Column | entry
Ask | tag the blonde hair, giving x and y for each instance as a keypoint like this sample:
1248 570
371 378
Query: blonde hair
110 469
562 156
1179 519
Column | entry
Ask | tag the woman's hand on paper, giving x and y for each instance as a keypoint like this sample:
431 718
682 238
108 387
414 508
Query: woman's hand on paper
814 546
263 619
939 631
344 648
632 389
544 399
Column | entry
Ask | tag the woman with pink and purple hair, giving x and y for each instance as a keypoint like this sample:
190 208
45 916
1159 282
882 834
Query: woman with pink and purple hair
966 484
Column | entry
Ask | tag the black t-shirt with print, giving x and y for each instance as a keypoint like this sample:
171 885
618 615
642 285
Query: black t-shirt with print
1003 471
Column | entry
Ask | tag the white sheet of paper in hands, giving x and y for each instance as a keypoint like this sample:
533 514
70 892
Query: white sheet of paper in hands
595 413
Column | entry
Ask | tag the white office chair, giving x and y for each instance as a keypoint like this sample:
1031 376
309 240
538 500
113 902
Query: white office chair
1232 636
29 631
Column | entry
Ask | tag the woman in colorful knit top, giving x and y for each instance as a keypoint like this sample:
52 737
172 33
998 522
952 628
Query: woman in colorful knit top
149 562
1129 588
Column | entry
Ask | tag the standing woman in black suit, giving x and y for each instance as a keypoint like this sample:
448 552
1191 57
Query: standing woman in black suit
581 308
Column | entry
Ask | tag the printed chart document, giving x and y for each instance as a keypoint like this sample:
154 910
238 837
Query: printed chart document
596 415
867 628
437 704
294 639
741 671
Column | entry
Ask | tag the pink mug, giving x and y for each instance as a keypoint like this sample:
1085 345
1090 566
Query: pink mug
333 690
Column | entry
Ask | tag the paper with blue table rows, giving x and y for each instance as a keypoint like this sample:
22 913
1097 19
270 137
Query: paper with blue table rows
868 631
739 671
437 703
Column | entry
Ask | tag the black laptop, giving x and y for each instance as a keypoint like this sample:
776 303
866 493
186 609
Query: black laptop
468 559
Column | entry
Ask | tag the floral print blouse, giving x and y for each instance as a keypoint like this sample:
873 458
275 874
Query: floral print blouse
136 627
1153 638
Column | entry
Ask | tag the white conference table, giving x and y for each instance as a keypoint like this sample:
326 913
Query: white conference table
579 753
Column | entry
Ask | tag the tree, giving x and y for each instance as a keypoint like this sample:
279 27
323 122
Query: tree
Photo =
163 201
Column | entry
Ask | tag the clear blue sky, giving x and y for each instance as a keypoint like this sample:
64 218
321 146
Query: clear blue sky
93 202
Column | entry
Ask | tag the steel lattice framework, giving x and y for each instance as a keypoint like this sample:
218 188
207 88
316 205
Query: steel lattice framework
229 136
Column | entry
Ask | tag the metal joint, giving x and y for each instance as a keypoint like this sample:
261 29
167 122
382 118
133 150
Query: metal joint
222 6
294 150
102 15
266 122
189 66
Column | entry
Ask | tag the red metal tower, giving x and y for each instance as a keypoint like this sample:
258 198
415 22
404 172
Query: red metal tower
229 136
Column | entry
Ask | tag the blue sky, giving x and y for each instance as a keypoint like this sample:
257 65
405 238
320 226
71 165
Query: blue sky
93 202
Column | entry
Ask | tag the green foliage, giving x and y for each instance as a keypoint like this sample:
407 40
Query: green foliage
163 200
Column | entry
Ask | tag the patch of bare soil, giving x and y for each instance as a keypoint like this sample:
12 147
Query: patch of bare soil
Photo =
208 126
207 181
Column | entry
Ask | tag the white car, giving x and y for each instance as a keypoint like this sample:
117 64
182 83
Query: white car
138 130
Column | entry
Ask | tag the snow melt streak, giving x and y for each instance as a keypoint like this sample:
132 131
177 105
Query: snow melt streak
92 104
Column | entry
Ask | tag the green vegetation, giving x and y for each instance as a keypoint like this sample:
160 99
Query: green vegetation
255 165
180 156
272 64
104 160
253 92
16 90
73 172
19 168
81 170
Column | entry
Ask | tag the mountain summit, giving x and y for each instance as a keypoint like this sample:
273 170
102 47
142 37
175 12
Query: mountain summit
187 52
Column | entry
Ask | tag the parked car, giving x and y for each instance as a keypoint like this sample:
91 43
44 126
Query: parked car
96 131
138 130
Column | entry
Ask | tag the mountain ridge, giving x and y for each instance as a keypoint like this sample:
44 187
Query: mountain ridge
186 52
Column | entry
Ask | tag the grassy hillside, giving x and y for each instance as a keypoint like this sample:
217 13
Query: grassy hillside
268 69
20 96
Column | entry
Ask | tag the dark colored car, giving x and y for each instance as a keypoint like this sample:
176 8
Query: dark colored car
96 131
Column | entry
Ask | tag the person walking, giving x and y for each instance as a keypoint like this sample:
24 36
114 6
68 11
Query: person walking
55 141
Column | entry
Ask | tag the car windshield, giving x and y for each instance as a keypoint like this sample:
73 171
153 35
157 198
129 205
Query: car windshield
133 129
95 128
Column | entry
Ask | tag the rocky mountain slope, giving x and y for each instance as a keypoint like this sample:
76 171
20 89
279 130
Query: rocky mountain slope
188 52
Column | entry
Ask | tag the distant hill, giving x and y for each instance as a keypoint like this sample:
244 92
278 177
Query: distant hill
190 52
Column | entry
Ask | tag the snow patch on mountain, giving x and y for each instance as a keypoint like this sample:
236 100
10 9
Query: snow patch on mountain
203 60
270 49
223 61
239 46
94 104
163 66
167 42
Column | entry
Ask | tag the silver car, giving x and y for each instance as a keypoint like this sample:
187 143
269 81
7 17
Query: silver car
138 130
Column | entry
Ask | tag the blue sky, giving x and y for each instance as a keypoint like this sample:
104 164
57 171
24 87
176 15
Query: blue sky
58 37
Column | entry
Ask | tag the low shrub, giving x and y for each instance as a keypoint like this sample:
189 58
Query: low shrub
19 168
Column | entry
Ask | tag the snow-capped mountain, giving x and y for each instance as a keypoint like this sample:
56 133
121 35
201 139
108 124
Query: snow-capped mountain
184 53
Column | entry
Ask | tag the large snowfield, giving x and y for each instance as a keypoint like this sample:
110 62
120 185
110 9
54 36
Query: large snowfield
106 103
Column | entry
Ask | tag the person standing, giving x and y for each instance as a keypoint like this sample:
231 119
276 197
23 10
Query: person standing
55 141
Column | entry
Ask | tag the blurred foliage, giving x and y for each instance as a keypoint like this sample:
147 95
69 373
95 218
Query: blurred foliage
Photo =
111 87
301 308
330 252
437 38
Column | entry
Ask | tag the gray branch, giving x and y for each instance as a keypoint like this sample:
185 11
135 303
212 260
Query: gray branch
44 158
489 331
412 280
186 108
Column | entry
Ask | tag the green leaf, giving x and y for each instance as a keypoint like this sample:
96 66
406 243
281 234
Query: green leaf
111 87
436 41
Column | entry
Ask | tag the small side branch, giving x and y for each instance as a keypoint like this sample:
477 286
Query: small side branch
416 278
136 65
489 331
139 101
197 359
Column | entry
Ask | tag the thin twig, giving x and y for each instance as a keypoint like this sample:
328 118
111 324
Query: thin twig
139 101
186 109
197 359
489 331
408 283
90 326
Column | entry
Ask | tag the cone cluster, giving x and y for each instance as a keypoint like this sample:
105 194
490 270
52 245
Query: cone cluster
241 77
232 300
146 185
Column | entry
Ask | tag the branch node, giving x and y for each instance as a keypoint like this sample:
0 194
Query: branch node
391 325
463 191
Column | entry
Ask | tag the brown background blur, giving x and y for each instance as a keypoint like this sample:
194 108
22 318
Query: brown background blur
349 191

■ ■ ■

Problem to solve: Print the material verbatim, all of it.

Reply:
Column | entry
Ask | tag the blonde hair, giving x and y for each instance as a keypoint like this sample:
1248 570
371 378
Query: blonde hair
110 469
562 156
1179 519
Column | entry
Ask | tag the woman's hand on paper, giving x and y for each instance as a keypoint like this sample:
431 718
682 238
108 387
414 508
Query: woman's hand on paper
814 546
263 619
939 631
344 648
632 389
544 399
Column | entry
Ask | tag the woman with pink and purple hair, giving x and y for each instance as a keypoint like this sample:
190 208
45 916
1159 282
882 834
Query: woman with pink and purple hair
966 484
Column | entry
Ask | tag the black t-shirt with print, giving x and y for each instance as a keypoint like this sample:
171 885
618 615
642 285
Query: black t-shirt with print
1003 471
Column | entry
Ask | tag the white sheet of paper in hands, giving x and y for each instance as a keypoint like this sample:
533 514
70 892
Query: white sheet of paper in hands
595 413
Column | entry
Ask | tag the white office chair, giving x and y for each instance as a keypoint like this sample:
1031 376
309 240
538 500
113 902
Query: white office chair
1232 636
29 631
Column | entry
Ask | tag the woman in colorful knit top, giving x and y for each instance as a keypoint like this sample:
52 737
172 33
998 522
952 628
Query: woman in colorful knit top
149 562
1129 588
Column | entry
Ask | tag the standing woman in black suit, giving x and y for each instance as a keypoint like this sample:
448 552
1191 57
Query: standing woman in black suit
581 308
Column | entry
Ask | tag the printed chart document, giving x and y for each instance as a keypoint like this sample:
154 910
238 837
Query: printed chart document
596 415
867 628
437 704
294 639
741 671
Column | entry
Ask | tag the pink mug, giving x and y for each instance as a keypoint like this sample:
1085 345
1090 566
Query: pink mug
333 690
Column | entry
Ask | tag the paper with blue table rows, giving x and y for each instance as a keypoint like this sample:
22 913
1097 19
270 137
Query: paper with blue table rows
868 631
739 671
437 703
Column | entry
Ask | tag the black laptop, giving x and y for each instance as a keypoint like this sample:
776 303
866 493
186 609
Query: black laptop
468 559
Column | entry
Ask | tag the floral print blouse, giving x and y for each instance as a keypoint like this sample:
873 458
275 874
Query: floral print blouse
136 627
1153 638
Column | entry
Ask | tag the white conference table, giving x and y for each instance as a keypoint like this sample:
326 913
Query: white conference table
579 753
Column | entry
Ask | tag the tree, giving x and y for each instance as a keypoint like this sample:
279 27
323 122
Query: tree
Photo =
163 201
Column | entry
Ask | tag the clear blue sky, giving x and y for each instance as a keypoint like this sample:
64 218
321 146
Query: clear blue sky
93 202
Column | entry
Ask | tag the steel lattice framework, giving x and y for each instance as a keypoint like this sample:
218 188
207 88
316 205
Query: steel lattice framework
229 136
Column | entry
Ask | tag the metal joint, giving x and y for each instance as a keypoint like this sample:
261 29
167 122
382 118
133 150
Query: metal joint
222 6
294 150
102 15
266 122
189 66
Column | entry
Ask | tag the red metal tower, giving x and y for each instance as a keypoint like this sample:
258 198
415 22
404 172
Query: red metal tower
229 136
Column | entry
Ask | tag the blue sky, giving x and y for each instance as a keypoint like this sample:
257 65
405 238
320 226
71 165
Query: blue sky
93 202
Column | entry
Ask | tag the green foliage, giving x and y for each instance as a keypoint like this sample:
407 40
Query: green foliage
163 200
Column | entry
Ask | tag the patch of bare soil, giving x and y for each instance as a keypoint like this sample:
12 147
Query: patch of bare soil
Photo =
208 126
207 181
Column | entry
Ask | tag the white car, giving x and y for each instance as a keypoint like this sample:
117 64
182 83
Query: white car
138 130
Column | entry
Ask | tag the snow melt streak, giving x and y for each instance as a keypoint like this sample:
132 131
177 105
Query: snow melt streak
92 104
Column | entry
Ask | tag the green vegetation, giving x and y for each instance as a keypoint like this sample:
160 99
Query: green vegetation
255 165
180 156
272 64
104 160
253 92
16 90
73 172
19 168
81 170
Column | entry
Ask | tag the mountain summit, giving x and y for each instance as a keypoint like this sample:
273 170
102 47
142 37
175 12
Query: mountain summit
187 52
Column | entry
Ask | tag the parked car, giving x and y for each instance as a keypoint like this sample:
91 43
44 126
Query: parked car
96 131
138 130
Column | entry
Ask | tag the mountain ridge, giving x and y for each instance as a keypoint like this sample:
44 187
Query: mountain ridge
186 52
Column | entry
Ask | tag the grassy hillside, giving x and y for each instance as a keypoint like this sample:
217 13
Query: grassy hillside
268 69
20 96
Column | entry
Ask | tag the dark colored car, giving x and y for each instance as a keypoint like this sample:
176 8
Query: dark colored car
96 131
Column | entry
Ask | tag the person walking, giving x and y for each instance as a keypoint like this sample:
24 36
114 6
68 11
Query: person walking
55 141
Column | entry
Ask | tag the car windshield, giving x and y for each instance as a keypoint like this sample:
73 171
153 35
157 198
129 205
Query: car windshield
133 129
95 128
Column | entry
Ask | tag the rocky mountain slope, giving x and y for each instance as a keypoint like this sample:
76 171
20 89
279 130
Query: rocky mountain slope
188 52
Column | entry
Ask | tag the distant hill, giving x and y for each instance as a keypoint like this sample:
244 92
278 177
Query: distant hill
190 52
Column | entry
Ask | tag the snow patch on mountain, giving x and y for each instance as a keypoint like this sample:
236 100
10 9
Query: snow patch on mountain
203 60
270 49
223 61
239 46
94 104
163 66
167 42
Column | entry
Ask | tag the silver car, giving x and y for each instance as a keypoint like this sample:
187 143
269 81
7 17
Query: silver car
138 130
Column | entry
Ask | tag the blue sky, giving x and y for each instance as a keypoint like this sample:
104 164
57 171
24 87
176 15
Query: blue sky
58 37
Column | entry
Ask | tag the low shrub, giving x and y for each instance as a keypoint like this sample:
189 58
Query: low shrub
19 168
Column | entry
Ask | tag the snow-capped mountain, giving x and y for each instance as a keypoint like this sample:
56 133
121 35
201 139
108 124
Query: snow-capped mountain
184 53
Column | entry
Ask | tag the large snowfield, giving x and y for each instance as a keypoint like this sample:
110 62
120 185
110 9
54 36
Query: large snowfield
106 103
Column | entry
Ask | tag the person standing, giving x and y for each instance as a keypoint like this sample:
231 119
276 197
23 10
Query: person standing
55 141
Column | entry
Ask | tag the blurred foliage, giving x and y for each instance as a keypoint like this sample:
147 95
69 373
95 218
Query: blurred foliage
Photo =
111 87
301 308
330 252
437 38
Column | entry
Ask | tag the gray branch, giving x and y for each instance as a keypoint like this sample:
185 11
135 303
212 260
Query: gray branch
44 158
489 331
412 280
186 108
Column | entry
Ask | tag the green leaf, giving x and y for each instance as a keypoint like this sample:
96 66
406 243
281 234
Query: green leaf
111 87
436 41
Column | entry
Ask | tag the small side branch, giving x and y for each instance as a keypoint like this sample:
477 286
Query: small side branch
416 278
136 65
489 331
139 101
197 359
Column | entry
Ask | tag the thin twig, giving x and y for each instance as a keypoint like this sample:
328 118
111 324
Query: thin twig
139 101
186 109
197 359
489 331
408 283
90 326
Column | entry
Ask | tag the cone cluster, giving x and y for each instance as a keypoint like this sample:
105 194
490 270
52 245
Query: cone cluster
241 77
232 300
146 185
Column | entry
Ask | tag the branch node, giving x and y for each instance as a keypoint like this sample:
0 194
Query: branch node
391 325
463 191
Column | entry
Ask | tag the brown background blur, giving x and y for each instance as a keypoint like this sample:
194 108
22 318
Query: brown background blur
349 191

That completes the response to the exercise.